**取り組む課題**
六本木の街とアート空間について語った下の抜粋文から、「訪れた人たちは、ゲートの前で」から「の空間なのかもしれませんね。」までのすべてを、一字も変えずに書き写してもらえますか。

**読む抜粋**
⟨

訪れた人たちは、ゲートの前で「ピース!」なんてしながら写真を撮るでしょう。そして今から30年、50年、100年たったときに、その写真を集めると、風景がどう変わったのかがわかる。「何も変わらなくてよかったね」となるのか、「ああ過去の人たちは違った風景を見ていたんだね」となるのか。最終的には、そういう作品になればいいなと思ってつくりました。大事なのはピースの向こう側、いつも僕は、向こう側にある「未来」を考えながら作品を制作しています。
Echoes - Infinity
Liminal Air-core-
未来の六本木に、僕から要望することはとくにないので(笑)、先ほどのパフォーマンス以外に、この街でやってみたいことをいくつか。まずは、建築というか、新しい空間をつくること。日本では建築家の考えが強くなってしまって、どうしてもアートは飾りとして扱われがちだと思います。でも、もっと環境自体を変えていくようなコラボレーションができるんじゃないかな、と。アイ・ウェイウェイとヘルツォーク&ド・ムーロンが設計した、北京オリンピックのメインスタジアム「鳥の巣」なんて、まるで建築物自体が彫刻のようですよね。。
まずは建築家の方々に、考え方を変えてもらったほうがいいかもしれません。たとえば街の中に置かれれるパブリックアート、現在ではかなり一般的になりましたが、それでも主張しないデザインのものが好まれるし、カラフルで主張の強いものは嫌がられる。それはきっと、自分の建築が邪魔されてしまうからなのかな......。建築家の人たちの理想の街ってなんだろう?言い方は悪いですが、人もいないし生活感もないゴーストタウンなんじゃないかなって思うことがあります。
最近感じるのは、どんなにいい建物であっても、人はそこに流動的に参加しているだけにすぎなくて、最終的には建物は人を拒んでいるんじゃないかということ。人を拒むんじゃなくて受け入れるようなアート空間、もっといえば彫刻の中に人を住まわせてみたいですね。もしかするとそれは、荒川修作がやっていたような人間を超えていくための空間なのかもしれませんね。
建築家のつくる空間ではなくて、芸術家のつくる空間。壁全面にストリートペインティングをして、それを塗り替えていくのもいいし、ダンサーに1か月レジデンスのように貸し出して自由に遊ばせてみるのもいい。どんなパフォーマンスをしてくれるだろう、どんな変わった使い方、クリエイティビティを発揮したどんな遊びが生まれるんだろう。そうやって、いろいろなジャンルの専門家とコラボして、たえず実験していけば、本当の意味での人間のための空間をつくっていけるかもしれません。
六本木には、子どもを連れてきても放っておける場所がないでしょう? だから主婦とコラボしてみる。あるいは、お年寄りがいないので、おじいちゃんおばあちゃんとコラボしてみる。そうしたら、いつか巣鴨から六本木へシフトチェンジが起こるかもしれない。ワークショップや講座を開いて、どんな空間がいいか、みんなで考えるのもいい。そんな実験的なアート空間、もはや「アート」という名前がついてなくてもいいですね(笑)。

⟩

**記録データ**

⟨

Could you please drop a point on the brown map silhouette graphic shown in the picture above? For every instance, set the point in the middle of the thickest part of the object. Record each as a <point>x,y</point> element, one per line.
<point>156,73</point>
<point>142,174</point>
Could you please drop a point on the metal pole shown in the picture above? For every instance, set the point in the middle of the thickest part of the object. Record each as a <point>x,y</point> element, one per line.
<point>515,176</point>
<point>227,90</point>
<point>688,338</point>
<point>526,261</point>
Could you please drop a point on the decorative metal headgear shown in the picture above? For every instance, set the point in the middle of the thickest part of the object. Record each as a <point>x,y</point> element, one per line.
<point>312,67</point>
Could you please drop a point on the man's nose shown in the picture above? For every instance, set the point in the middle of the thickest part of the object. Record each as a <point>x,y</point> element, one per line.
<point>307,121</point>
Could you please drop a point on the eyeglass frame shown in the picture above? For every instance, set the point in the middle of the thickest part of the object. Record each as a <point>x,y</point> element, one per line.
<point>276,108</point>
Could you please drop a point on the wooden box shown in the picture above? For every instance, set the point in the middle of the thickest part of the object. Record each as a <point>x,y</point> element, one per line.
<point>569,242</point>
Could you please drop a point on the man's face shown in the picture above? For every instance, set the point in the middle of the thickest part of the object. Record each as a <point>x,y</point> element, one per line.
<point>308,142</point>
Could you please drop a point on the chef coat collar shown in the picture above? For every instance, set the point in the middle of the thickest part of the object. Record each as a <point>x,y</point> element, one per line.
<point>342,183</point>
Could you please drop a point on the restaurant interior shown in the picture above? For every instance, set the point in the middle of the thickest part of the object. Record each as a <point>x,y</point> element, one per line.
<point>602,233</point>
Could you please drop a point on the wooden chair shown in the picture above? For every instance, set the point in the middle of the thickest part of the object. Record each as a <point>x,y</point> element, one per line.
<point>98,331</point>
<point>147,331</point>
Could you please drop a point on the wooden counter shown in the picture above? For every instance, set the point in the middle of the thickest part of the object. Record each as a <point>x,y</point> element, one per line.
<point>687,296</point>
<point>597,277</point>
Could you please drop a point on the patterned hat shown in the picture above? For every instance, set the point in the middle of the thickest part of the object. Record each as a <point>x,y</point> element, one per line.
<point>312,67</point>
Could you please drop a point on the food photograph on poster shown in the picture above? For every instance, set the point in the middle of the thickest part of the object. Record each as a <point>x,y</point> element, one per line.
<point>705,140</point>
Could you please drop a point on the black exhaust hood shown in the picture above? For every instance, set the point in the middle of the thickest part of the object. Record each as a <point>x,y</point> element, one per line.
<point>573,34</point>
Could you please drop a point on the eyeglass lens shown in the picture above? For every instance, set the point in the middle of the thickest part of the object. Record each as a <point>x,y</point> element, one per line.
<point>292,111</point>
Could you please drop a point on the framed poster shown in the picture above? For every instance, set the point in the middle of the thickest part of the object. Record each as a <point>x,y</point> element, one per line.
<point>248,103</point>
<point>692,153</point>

⟩

**問題の解答**
訪れた人たちは、ゲートの前で「ピース!」なんてしながら写真を撮るでしょう。そして今から30年、50年、100年たったときに、その写真を集めると、風景がどう変わったのかがわかる。「何も変わらなくてよかったね」となるのか、「ああ過去の人たちは違った風景を見ていたんだね」となるのか。最終的には、そういう作品になればいいなと思ってつくりました。大事なのはピースの向こう側、いつも僕は、向こう側にある「未来」を考えながら作品を制作しています。
Echoes - Infinity
Liminal Air-core-
未来の六本木に、僕から要望することはとくにないので(笑)、先ほどのパフォーマンス以外に、この街でやってみたいことをいくつか。まずは、建築というか、新しい空間をつくること。日本では建築家の考えが強くなってしまって、どうしてもアートは飾りとして扱われがちだと思います。でも、もっと環境自体を変えていくようなコラボレーションができるんじゃないかな、と。アイ・ウェイウェイとヘルツォーク&ド・ムーロンが設計した、北京オリンピックのメインスタジアム「鳥の巣」なんて、まるで建築物自体が彫刻のようですよね。。
まずは建築家の方々に、考え方を変えてもらったほうがいいかもしれません。たとえば街の中に置かれれるパブリックアート、現在ではかなり一般的になりましたが、それでも主張しないデザインのものが好まれるし、カラフルで主張の強いものは嫌がられる。それはきっと、自分の建築が邪魔されてしまうからなのかな......。建築家の人たちの理想の街ってなんだろう?言い方は悪いですが、人もいないし生活感もないゴーストタウンなんじゃないかなって思うことがあります。
最近感じるのは、どんなにいい建物であっても、人はそこに流動的に参加しているだけにすぎなくて、最終的には建物は人を拒んでいるんじゃないかということ。人を拒むんじゃなくて受け入れるようなアート空間、もっといえば彫刻の中に人を住まわせてみたいですね。もしかするとそれは、荒川修作がやっていたような人間を超えていくための空間なのかもしれませんね。